— Start ENTRIES PROVIDED —

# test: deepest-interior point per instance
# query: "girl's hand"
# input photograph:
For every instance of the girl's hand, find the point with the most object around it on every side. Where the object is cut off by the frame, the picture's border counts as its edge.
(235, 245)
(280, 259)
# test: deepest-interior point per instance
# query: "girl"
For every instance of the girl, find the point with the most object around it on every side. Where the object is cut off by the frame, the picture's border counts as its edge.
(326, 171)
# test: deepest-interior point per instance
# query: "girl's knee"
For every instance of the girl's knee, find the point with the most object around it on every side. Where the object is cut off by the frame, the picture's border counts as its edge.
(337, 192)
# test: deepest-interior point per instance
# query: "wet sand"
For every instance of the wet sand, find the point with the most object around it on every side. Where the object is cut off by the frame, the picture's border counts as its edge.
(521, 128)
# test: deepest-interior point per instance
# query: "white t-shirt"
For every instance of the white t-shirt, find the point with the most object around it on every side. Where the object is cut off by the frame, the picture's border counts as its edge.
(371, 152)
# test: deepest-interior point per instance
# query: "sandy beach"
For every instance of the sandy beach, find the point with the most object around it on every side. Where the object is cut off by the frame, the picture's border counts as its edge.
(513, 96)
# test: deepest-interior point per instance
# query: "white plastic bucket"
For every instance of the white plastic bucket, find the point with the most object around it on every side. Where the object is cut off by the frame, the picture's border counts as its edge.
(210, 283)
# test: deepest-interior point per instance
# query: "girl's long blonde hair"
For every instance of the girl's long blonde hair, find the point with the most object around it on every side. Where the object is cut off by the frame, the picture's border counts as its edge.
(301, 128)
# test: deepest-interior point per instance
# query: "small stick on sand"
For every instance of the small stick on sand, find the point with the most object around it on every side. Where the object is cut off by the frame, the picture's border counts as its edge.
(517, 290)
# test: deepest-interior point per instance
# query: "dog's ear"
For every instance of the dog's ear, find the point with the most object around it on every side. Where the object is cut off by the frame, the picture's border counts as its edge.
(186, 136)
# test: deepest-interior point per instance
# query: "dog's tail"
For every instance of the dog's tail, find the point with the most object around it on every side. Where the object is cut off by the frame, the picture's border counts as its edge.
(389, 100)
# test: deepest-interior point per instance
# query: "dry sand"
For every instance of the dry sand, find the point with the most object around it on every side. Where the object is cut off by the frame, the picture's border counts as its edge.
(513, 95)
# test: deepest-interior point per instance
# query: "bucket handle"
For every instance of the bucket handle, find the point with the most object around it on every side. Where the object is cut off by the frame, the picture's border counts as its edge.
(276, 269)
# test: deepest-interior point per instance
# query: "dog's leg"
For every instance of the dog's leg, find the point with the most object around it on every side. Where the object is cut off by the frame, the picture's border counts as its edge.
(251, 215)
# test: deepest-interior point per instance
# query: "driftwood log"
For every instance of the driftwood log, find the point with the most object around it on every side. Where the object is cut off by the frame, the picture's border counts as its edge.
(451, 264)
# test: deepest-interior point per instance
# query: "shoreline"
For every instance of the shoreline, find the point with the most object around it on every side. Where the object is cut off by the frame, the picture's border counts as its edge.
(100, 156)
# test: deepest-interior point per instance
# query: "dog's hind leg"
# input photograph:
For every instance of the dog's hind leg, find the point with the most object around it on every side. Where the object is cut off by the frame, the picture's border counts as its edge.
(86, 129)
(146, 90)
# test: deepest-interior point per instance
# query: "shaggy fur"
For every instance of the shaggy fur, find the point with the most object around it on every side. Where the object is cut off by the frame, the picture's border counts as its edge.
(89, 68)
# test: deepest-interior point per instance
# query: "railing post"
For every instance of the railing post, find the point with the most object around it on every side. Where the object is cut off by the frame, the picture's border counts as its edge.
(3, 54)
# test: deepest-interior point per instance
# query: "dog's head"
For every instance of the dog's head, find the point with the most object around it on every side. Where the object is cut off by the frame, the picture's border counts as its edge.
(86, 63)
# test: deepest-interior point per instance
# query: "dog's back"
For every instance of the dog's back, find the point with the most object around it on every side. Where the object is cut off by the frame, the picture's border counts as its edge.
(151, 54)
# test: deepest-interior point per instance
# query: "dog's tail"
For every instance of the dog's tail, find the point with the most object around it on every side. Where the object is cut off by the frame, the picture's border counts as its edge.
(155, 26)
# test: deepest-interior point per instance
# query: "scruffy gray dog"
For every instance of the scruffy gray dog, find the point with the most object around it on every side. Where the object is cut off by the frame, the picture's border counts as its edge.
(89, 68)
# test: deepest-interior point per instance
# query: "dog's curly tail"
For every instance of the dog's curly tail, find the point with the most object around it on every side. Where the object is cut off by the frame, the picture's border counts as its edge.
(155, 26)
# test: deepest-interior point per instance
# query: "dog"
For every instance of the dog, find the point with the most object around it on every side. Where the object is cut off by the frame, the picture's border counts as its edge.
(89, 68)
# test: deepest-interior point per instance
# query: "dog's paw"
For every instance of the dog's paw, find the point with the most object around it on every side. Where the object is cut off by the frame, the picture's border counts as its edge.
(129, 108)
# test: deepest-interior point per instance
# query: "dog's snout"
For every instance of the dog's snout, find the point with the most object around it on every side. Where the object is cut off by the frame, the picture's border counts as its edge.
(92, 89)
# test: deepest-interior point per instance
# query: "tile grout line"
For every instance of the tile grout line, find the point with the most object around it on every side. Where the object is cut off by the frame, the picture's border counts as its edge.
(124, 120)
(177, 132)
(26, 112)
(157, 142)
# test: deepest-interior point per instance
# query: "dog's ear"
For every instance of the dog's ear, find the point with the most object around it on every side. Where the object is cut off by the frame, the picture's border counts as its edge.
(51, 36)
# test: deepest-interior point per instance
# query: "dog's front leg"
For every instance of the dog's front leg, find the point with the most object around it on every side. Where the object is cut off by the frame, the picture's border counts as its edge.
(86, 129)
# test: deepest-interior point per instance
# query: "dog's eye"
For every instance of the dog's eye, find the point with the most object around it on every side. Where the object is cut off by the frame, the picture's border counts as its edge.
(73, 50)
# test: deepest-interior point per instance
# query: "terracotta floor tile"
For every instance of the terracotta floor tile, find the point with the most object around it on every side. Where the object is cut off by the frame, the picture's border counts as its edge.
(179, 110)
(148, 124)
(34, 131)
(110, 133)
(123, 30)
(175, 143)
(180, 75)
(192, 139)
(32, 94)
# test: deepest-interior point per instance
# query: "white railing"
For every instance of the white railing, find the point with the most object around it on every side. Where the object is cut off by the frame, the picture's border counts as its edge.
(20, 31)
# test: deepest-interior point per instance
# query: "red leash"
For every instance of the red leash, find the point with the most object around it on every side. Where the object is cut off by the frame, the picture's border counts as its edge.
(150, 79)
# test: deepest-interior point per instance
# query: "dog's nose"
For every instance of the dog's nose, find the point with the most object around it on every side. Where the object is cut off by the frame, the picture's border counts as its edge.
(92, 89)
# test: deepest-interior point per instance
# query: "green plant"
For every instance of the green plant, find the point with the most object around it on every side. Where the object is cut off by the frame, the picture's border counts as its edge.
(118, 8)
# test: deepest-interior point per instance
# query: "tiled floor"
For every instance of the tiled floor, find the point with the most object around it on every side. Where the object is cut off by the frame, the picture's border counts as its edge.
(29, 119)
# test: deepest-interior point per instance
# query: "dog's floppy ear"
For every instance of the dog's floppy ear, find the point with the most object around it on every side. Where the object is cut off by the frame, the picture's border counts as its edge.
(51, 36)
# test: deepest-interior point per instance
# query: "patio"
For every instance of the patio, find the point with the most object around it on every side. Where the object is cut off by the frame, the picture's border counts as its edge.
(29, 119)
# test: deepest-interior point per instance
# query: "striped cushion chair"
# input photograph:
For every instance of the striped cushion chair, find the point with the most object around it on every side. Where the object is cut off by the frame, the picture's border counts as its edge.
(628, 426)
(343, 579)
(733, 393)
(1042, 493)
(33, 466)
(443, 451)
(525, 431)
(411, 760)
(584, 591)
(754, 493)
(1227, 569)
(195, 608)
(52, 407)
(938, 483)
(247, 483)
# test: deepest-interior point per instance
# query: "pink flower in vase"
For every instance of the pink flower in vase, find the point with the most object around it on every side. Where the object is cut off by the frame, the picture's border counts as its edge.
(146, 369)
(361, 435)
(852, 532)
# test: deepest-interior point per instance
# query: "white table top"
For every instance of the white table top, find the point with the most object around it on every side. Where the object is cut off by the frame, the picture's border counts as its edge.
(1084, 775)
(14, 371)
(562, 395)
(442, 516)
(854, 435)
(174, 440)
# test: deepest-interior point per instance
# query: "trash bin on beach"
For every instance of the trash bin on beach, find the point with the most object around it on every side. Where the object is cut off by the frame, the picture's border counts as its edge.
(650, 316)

— End ENTRIES PROVIDED —

Identify each line in the data above that contains the word "bucket", and copy those lines. Treat uppercase and lowercase letters as different.

# query: "white plastic bucket"
For every instance of the white plastic bucket, find the point with the most object around it on every side. Where the object is cut off by the frame, the picture's border counts as its edge.
# query: "bucket handle"
For every instance of the bucket handle, find the point with the most object around it on every side. Where the object is cut off by the frame, the picture's border counts as its edge.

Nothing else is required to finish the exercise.